### What to produce:
Below are some records; output exactly the lines from the line with "[locate] wooden spar" to the line with "[locate] sparks (one", both ends kept, and nothing more.

Data for the task section start

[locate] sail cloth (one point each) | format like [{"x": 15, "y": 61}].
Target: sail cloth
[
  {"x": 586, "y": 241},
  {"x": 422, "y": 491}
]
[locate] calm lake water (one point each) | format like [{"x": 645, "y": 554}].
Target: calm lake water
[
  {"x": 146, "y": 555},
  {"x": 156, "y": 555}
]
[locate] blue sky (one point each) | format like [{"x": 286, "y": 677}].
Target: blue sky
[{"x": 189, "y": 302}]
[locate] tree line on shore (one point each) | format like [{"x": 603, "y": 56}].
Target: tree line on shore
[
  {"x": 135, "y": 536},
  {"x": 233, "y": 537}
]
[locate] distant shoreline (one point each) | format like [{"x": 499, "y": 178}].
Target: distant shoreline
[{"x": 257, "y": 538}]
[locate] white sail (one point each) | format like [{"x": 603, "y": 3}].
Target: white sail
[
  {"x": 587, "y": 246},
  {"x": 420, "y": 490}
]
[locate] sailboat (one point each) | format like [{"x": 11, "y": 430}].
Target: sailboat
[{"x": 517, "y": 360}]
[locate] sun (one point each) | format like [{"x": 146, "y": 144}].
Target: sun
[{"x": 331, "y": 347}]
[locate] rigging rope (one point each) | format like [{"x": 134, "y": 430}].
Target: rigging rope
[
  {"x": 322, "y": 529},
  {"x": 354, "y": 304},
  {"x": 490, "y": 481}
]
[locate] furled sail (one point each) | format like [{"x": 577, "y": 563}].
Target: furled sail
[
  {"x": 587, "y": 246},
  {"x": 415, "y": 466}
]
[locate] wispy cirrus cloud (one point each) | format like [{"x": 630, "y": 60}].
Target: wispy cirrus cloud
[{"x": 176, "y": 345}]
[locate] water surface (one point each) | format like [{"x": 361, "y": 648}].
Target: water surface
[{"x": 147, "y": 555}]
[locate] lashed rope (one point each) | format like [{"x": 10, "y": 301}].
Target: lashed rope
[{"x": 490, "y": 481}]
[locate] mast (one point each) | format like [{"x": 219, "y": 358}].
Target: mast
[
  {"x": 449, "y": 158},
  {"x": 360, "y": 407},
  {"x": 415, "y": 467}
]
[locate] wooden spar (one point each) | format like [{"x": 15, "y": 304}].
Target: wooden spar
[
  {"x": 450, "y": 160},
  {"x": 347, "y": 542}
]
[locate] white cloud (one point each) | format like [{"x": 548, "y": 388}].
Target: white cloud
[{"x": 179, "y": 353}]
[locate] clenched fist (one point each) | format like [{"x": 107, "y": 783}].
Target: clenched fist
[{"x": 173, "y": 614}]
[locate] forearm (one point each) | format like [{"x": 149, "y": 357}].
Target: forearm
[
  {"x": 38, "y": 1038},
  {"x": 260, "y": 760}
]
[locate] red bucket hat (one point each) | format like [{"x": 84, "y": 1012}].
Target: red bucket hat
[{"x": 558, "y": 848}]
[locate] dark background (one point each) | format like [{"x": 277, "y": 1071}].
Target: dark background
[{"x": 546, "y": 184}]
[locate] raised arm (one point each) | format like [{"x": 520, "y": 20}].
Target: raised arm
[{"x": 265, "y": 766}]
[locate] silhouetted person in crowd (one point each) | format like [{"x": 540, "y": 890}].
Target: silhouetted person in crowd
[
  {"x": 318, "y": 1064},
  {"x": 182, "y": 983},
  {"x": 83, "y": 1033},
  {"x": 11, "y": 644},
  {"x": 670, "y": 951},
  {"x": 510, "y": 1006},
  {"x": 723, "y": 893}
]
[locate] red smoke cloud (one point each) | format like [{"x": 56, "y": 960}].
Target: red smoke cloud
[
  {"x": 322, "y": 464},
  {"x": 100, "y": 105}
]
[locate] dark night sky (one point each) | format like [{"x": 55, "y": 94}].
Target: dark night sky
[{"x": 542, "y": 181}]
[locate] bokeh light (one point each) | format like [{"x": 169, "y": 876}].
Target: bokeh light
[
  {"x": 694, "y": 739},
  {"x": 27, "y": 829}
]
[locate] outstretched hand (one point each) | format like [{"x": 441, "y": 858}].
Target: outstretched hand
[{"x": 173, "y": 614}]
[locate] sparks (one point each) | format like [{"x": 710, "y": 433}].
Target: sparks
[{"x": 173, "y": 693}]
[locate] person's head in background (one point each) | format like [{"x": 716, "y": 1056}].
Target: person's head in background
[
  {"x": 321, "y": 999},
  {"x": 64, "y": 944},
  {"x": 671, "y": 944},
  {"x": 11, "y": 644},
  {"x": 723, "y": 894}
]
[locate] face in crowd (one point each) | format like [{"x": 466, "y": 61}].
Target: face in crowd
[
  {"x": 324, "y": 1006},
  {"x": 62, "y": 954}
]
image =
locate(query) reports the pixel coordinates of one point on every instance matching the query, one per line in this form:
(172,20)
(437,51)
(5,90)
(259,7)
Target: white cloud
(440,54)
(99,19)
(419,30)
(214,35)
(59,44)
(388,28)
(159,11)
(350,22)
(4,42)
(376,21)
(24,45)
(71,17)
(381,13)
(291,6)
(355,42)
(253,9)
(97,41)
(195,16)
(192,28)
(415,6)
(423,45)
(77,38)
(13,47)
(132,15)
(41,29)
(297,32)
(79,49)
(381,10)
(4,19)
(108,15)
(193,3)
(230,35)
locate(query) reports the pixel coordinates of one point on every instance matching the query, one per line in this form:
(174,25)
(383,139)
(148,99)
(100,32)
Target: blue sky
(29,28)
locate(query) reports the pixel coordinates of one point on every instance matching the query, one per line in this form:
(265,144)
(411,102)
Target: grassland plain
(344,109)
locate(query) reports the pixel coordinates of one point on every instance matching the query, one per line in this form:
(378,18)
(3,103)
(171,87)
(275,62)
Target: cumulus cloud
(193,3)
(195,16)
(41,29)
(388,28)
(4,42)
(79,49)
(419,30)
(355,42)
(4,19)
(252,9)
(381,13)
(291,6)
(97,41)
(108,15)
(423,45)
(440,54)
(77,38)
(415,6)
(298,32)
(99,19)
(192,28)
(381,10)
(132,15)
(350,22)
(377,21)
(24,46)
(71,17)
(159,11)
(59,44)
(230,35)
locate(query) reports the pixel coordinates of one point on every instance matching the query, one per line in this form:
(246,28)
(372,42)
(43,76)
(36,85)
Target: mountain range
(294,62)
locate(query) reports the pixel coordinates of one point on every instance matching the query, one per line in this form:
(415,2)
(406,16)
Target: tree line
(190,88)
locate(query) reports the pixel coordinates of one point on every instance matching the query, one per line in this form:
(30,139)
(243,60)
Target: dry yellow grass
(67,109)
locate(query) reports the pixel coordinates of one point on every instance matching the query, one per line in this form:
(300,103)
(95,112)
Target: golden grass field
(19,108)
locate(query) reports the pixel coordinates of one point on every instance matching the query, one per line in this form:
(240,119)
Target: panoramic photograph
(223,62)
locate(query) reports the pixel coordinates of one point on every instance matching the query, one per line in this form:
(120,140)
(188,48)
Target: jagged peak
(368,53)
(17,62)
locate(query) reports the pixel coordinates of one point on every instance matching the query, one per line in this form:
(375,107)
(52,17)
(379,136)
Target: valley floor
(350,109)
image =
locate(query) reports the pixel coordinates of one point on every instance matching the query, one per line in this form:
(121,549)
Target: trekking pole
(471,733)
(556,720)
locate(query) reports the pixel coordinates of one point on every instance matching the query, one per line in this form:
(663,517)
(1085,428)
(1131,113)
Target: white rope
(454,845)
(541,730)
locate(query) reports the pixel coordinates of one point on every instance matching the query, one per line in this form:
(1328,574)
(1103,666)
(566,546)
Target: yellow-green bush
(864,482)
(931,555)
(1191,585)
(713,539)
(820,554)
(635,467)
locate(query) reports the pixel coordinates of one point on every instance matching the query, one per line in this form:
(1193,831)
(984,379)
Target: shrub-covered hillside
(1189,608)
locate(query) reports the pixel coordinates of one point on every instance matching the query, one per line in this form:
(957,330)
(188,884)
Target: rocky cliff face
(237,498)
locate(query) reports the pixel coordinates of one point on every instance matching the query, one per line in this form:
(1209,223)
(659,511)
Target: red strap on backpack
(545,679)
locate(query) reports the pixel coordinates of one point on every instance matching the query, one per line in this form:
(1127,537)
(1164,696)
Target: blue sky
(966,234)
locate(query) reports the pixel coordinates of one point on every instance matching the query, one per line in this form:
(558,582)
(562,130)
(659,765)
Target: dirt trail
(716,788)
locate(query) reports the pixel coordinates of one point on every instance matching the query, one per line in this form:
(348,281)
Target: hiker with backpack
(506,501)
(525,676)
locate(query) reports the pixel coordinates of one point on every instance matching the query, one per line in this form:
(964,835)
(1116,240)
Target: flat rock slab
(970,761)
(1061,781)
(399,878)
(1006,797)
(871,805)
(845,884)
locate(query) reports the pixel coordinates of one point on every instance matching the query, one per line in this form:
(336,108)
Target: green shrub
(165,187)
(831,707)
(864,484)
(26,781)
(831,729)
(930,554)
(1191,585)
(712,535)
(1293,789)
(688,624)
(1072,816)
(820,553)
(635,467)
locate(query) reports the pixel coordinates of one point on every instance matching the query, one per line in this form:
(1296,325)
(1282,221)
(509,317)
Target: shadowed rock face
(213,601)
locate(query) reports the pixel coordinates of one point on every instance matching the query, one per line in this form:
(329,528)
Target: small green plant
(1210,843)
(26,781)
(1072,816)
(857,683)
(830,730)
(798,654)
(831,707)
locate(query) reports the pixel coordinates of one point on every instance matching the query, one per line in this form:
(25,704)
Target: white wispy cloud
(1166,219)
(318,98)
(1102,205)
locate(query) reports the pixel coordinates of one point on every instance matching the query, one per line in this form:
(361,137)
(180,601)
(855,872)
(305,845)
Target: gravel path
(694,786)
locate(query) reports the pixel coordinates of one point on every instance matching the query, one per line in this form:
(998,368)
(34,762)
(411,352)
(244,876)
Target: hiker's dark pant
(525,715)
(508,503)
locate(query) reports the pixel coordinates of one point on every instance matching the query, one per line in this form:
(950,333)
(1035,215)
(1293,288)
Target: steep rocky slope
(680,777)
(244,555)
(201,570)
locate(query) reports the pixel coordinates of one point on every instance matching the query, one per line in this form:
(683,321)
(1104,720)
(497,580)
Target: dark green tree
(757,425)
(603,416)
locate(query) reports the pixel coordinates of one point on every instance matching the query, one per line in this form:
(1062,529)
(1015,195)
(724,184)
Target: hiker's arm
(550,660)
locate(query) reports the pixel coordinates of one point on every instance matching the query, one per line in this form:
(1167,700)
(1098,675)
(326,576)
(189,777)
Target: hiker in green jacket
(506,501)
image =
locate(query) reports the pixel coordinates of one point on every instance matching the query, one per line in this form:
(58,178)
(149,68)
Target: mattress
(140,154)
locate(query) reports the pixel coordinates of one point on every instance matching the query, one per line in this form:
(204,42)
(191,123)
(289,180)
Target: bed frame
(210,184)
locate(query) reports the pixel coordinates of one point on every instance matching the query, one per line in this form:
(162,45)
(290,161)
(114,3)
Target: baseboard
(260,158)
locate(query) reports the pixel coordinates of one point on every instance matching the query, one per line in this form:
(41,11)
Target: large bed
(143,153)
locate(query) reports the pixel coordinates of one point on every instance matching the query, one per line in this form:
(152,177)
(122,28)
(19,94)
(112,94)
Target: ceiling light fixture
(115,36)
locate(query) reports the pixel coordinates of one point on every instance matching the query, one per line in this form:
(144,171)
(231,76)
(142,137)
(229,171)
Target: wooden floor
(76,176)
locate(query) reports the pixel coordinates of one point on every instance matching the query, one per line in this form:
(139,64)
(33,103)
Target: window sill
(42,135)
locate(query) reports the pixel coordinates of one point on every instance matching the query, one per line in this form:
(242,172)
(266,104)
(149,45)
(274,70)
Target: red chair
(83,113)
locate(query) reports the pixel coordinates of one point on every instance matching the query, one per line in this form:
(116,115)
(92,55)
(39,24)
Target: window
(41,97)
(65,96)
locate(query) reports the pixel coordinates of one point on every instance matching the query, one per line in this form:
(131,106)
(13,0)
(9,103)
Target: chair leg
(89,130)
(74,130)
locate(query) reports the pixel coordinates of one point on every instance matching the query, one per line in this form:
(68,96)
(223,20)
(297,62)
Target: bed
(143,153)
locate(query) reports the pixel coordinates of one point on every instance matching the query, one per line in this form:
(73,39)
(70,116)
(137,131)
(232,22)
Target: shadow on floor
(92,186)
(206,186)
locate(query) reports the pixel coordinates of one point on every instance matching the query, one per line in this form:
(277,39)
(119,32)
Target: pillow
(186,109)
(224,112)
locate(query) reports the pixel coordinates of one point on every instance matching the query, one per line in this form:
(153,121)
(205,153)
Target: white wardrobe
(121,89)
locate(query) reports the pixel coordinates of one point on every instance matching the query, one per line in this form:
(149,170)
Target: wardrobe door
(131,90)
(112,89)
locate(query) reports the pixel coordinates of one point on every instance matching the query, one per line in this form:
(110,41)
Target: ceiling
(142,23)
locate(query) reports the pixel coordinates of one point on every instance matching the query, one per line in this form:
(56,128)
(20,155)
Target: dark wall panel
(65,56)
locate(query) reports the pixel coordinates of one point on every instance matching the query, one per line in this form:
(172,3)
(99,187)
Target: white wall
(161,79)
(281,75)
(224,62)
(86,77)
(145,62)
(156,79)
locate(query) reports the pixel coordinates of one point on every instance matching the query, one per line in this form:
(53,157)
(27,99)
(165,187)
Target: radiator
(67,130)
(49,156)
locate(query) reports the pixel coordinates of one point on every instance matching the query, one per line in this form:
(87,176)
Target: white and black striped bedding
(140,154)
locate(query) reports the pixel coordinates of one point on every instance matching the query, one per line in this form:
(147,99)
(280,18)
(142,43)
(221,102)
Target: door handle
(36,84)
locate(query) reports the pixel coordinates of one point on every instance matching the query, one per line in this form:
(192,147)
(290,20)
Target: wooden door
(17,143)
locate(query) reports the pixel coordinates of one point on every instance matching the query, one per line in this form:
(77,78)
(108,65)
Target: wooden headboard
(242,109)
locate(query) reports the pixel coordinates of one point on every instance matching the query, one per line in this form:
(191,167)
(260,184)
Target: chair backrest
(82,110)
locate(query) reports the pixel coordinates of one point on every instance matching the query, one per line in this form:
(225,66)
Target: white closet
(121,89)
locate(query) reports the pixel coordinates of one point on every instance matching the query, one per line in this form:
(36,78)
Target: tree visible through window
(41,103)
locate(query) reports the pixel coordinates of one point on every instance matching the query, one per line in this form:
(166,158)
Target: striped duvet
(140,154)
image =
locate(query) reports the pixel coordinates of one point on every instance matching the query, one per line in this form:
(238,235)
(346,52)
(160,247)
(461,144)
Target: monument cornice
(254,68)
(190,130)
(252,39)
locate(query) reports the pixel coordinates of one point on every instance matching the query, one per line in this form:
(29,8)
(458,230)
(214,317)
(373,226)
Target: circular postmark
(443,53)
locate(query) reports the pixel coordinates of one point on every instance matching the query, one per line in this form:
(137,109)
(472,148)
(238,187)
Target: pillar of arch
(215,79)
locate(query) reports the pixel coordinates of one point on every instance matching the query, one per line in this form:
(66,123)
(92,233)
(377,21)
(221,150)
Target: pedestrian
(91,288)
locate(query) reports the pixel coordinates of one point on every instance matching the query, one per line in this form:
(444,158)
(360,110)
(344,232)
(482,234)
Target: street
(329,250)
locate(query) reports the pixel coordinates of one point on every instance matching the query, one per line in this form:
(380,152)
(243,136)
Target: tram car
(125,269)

Data for the task section end

### Answer for this exercise:
[locate] wooden spar (one point each) | format like [{"x": 15, "y": 304}].
Target: wooden spar
[
  {"x": 450, "y": 160},
  {"x": 347, "y": 542}
]
[locate] white cloud (one point each) | format like [{"x": 548, "y": 388}].
Target: white cloud
[{"x": 179, "y": 353}]
[locate] clenched fist (one point each) | format like [{"x": 107, "y": 783}].
Target: clenched fist
[{"x": 173, "y": 614}]
[locate] forearm (one point each) | format like [{"x": 149, "y": 357}].
Target: forearm
[
  {"x": 38, "y": 1038},
  {"x": 260, "y": 760}
]
[locate] red bucket hat (one point each) | format like [{"x": 84, "y": 1012}].
Target: red bucket hat
[{"x": 558, "y": 848}]
[locate] dark background (one point each) | format like [{"x": 277, "y": 1071}].
Target: dark background
[{"x": 546, "y": 184}]
[locate] raised arm (one point each) | format like [{"x": 520, "y": 20}].
Target: raised arm
[{"x": 265, "y": 766}]
[locate] silhouetted person in crowd (one point each) | format like [{"x": 540, "y": 890}].
Target: silhouetted person in crowd
[
  {"x": 318, "y": 1064},
  {"x": 182, "y": 983},
  {"x": 83, "y": 1033},
  {"x": 11, "y": 644},
  {"x": 670, "y": 951},
  {"x": 510, "y": 1006},
  {"x": 723, "y": 893}
]
[locate] red smoke cloud (one point each) | format like [{"x": 56, "y": 960}].
Target: red smoke cloud
[
  {"x": 322, "y": 464},
  {"x": 100, "y": 105}
]
[locate] dark night sky (one point each) | format like [{"x": 55, "y": 94}].
Target: dark night sky
[{"x": 542, "y": 181}]
[locate] bokeh light (one point each) | format like [{"x": 169, "y": 876}].
Target: bokeh light
[
  {"x": 694, "y": 739},
  {"x": 27, "y": 829}
]
[locate] outstretched hand (one point each) | format like [{"x": 441, "y": 858}].
Target: outstretched hand
[{"x": 173, "y": 614}]
[locate] sparks (one point each) | format like [{"x": 710, "y": 433}].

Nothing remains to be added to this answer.